====== DATA SUPPLIED ======

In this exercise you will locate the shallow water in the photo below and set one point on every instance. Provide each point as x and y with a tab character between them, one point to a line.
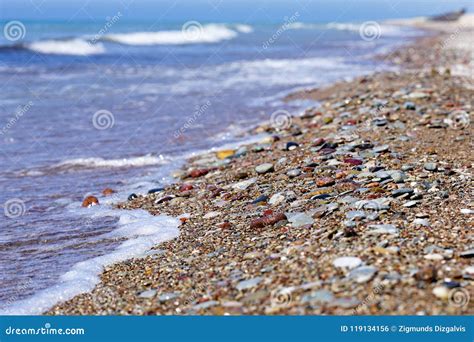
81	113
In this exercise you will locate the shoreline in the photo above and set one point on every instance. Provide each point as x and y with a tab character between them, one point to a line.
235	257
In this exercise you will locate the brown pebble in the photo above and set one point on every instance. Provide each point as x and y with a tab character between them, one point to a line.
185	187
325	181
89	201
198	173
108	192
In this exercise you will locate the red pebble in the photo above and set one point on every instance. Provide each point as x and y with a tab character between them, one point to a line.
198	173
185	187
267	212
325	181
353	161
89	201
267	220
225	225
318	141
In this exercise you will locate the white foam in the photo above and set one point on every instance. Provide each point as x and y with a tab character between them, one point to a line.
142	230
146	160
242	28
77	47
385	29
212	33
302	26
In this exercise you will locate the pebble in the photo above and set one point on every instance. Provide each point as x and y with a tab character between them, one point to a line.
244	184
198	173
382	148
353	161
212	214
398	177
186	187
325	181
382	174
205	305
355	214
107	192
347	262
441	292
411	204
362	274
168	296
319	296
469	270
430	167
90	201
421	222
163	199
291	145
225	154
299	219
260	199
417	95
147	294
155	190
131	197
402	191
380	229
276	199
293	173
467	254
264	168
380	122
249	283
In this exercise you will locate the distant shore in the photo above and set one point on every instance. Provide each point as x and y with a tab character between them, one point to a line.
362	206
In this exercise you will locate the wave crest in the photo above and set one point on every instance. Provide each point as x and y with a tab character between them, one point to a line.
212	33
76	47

======

A verbatim copy of the entries, without the pictures, is what this task requires.

In this exercise you will locate the shallow water in the photo below and set one point on every instance. Provide each point as x and y with a tab character between them, one point to a line.
81	113
In this exercise you will locate the shoreline in the photo above and set one point on every instance. Provide each point as x and y with a tab character between them, one point to a line.
235	257
In this exercise you will locate the brown pebble in the photo above and set one point on every instance. Provide each point as x and y with a tab character between them, one point to a line.
185	187
325	181
89	201
198	173
108	192
In this exercise you will locate the red pebble in the photo above and set one point on every instance. Provide each point as x and y with a tab character between them, one point to a line.
198	173
185	187
267	212
325	181
353	161
89	201
267	220
225	225
318	141
In this exercise you will locate the white foam in the photo above and set one point on every instance. Provide each point as x and y with a tab character between them, one point to a line.
142	230
146	160
242	28
77	47
385	29
212	33
302	26
In this exercise you will locate the pebble in the photo above and set one point on every instance. Provide each point as x and y with a tab character between them, one point to a line.
244	184
198	173
382	148
353	161
212	214
398	177
186	187
325	181
382	174
205	305
355	214
107	192
347	262
441	292
411	204
362	274
168	296
319	296
469	270
430	167
90	201
421	222
163	199
291	145
225	154
299	219
260	199
417	95
147	294
155	190
131	197
402	191
380	229
276	199
293	173
467	254
264	168
380	122
249	283
In this exercise you will locate the distant shore in the photo above and set one point on every instance. Provide each point as x and y with a tab character between them, one point to a line.
362	206
In this exercise you will locate the wave crest in the photo above and set one point on every instance. Provide each point as x and y with a tab character between them, one point to a line.
212	33
76	47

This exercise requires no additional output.